→ EXERCISE DETAILS
Add 113 to every coordinate in the answers and write out the data again line by line, starting at the line that has "Find the alamy" and ending with the line that has "[(799, 237), (662, 259), (483, 239)]". Leave everything else on those lines unchanged.

Stored dataset items
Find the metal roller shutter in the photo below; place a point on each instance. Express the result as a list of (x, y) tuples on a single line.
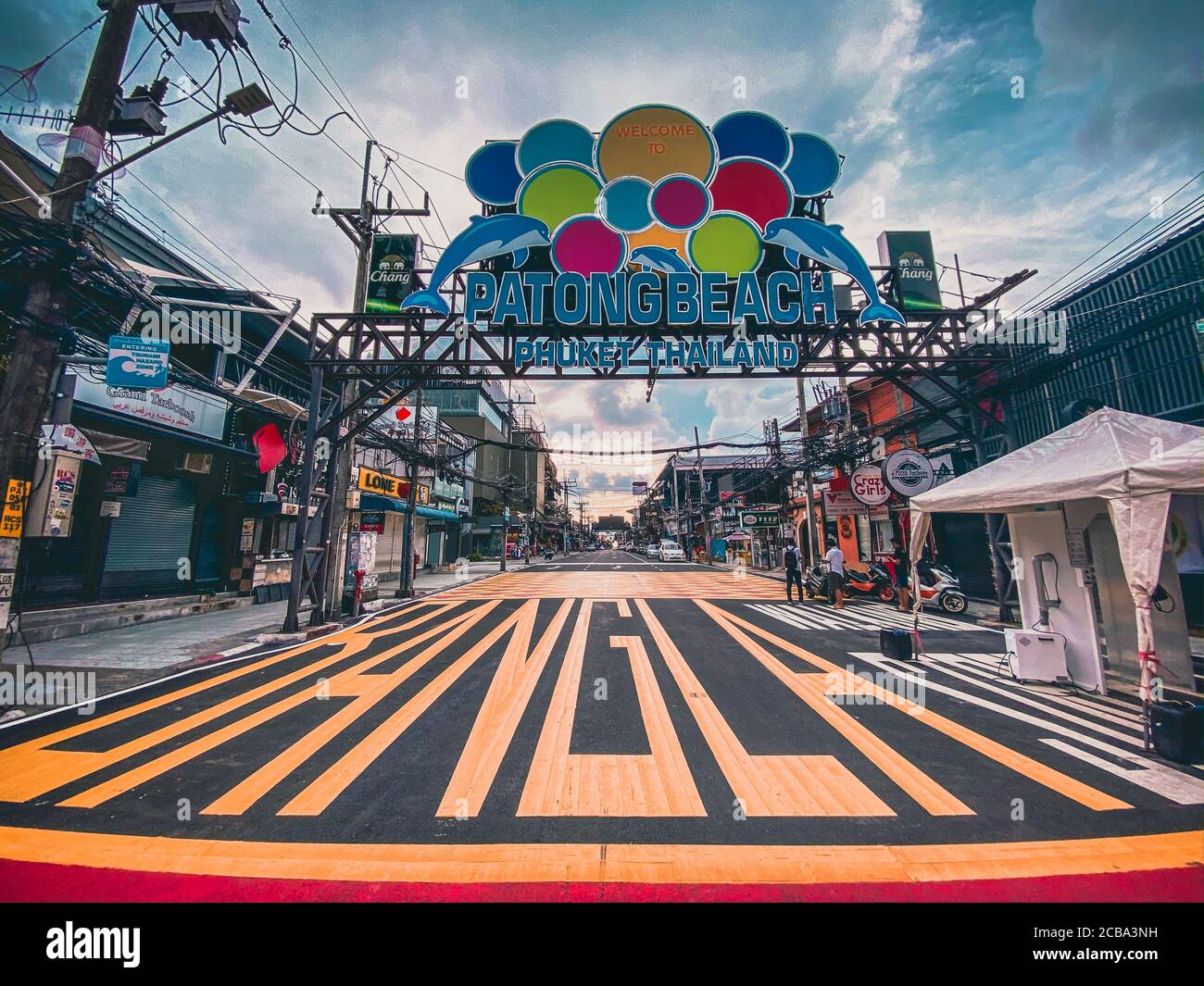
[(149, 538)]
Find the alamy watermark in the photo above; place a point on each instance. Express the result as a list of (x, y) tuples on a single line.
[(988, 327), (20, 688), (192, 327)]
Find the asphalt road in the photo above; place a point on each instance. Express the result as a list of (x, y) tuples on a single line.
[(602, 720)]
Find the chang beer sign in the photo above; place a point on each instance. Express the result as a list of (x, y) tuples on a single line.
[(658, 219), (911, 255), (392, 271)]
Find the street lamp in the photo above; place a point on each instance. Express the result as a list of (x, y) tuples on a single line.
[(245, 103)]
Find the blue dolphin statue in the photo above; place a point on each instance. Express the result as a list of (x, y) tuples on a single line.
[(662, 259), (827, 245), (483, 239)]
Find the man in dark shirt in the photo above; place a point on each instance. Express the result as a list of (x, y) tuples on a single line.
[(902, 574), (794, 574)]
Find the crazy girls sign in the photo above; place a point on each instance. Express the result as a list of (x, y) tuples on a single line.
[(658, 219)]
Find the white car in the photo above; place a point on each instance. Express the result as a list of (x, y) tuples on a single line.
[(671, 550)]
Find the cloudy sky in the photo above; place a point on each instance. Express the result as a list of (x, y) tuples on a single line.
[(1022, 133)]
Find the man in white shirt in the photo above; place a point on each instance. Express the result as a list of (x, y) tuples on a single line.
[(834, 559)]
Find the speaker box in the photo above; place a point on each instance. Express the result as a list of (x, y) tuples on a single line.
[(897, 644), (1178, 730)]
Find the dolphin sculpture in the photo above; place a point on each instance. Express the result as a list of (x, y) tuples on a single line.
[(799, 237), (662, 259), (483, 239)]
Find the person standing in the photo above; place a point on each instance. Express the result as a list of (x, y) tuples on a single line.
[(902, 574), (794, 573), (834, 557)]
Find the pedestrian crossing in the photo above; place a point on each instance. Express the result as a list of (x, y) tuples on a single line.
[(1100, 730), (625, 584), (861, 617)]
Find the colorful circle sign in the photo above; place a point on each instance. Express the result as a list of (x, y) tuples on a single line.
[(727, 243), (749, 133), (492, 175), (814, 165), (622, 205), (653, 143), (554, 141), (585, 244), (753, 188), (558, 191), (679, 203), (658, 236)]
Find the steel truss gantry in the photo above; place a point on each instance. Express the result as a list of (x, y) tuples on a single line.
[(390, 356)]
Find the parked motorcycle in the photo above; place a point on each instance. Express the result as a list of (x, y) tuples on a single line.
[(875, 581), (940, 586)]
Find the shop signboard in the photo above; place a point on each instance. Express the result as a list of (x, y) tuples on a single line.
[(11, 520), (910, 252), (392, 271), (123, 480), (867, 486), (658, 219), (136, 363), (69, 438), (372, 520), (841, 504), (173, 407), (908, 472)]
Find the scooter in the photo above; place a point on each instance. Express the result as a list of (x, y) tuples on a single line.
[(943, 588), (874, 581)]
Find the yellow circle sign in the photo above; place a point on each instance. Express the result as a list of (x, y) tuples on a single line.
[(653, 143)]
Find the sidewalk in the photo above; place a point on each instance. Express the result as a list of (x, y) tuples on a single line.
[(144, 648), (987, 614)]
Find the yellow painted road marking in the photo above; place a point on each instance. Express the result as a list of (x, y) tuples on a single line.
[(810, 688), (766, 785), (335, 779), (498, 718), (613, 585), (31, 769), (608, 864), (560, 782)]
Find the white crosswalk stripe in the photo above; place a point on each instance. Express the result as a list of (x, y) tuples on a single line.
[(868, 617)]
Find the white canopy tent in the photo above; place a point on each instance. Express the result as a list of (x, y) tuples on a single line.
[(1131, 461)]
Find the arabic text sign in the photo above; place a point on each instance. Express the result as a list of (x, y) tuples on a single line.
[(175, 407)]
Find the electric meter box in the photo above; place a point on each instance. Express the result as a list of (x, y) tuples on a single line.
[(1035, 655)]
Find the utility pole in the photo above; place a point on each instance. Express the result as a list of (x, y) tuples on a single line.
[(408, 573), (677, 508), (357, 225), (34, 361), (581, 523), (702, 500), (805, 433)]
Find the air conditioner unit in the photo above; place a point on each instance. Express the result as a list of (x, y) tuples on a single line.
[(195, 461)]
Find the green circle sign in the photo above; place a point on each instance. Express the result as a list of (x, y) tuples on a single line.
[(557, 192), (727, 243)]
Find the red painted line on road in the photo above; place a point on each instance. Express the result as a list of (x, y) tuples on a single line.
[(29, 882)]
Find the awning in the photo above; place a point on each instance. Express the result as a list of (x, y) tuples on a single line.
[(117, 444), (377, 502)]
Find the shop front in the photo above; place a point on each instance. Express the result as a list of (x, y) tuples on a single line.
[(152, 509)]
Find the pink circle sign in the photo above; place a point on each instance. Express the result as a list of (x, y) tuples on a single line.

→ ANSWER TO THIS TASK
Find the alamy watermark in the photo above; place a point on each instance. Express the result as a list of (x, y) tuples on a single line.
[(1101, 440), (133, 801), (305, 440)]
Find the asphalt road in the photo above; place a point on each instance. Express the result as a list of (x, y) tuples on a single line.
[(715, 833)]
Find the chang beer sign in the photo above; place a point on each instance. Express the result as a list of (x, y) tuples on a single line.
[(771, 332), (1024, 368), (505, 384)]
Find the street lamp in the photo above; place a point on each instance. Express the result as a list of (x, y) tuples on a single line.
[(358, 216)]
Find the blue dolphin statue in the photo above; place a point on each instance. Express the result as a list of (x, y) tuples on a single line.
[(775, 372), (940, 358), (596, 352)]
Find the man in dark shirt in the photo above; place a point on each instance. Express the result as a list of (x, y) tuples on a single line.
[(1015, 687), (907, 687)]
Find the crazy girls sign in the photo above; place a point on each instance. Express the result as a list of (x, y) tuples on a single line.
[(771, 332)]
Find the white car in the photo above; place a point on each instance. Express the result as a list of (x, y) tuples on a single line.
[(784, 663)]
Find the cloudy sky in the photo above; place a point on each instance. Express the result as a list of (x, y) tuples on a single line.
[(1135, 246)]
Find the man in white shirt in the photo above; place a point on each instance. Express the result as a list of (x, y) tuples on a single line.
[(947, 672)]
Find the speaker box in the photo above; place a point on each instance. Express the result as a list of (x, y) tuples on a single line.
[(1010, 757), (1291, 843)]
Find the dolphin sculpture in the photo above; place a point on each instance. Express the result as a list of (x, y) tuples on a single line.
[(912, 350), (775, 372), (596, 352)]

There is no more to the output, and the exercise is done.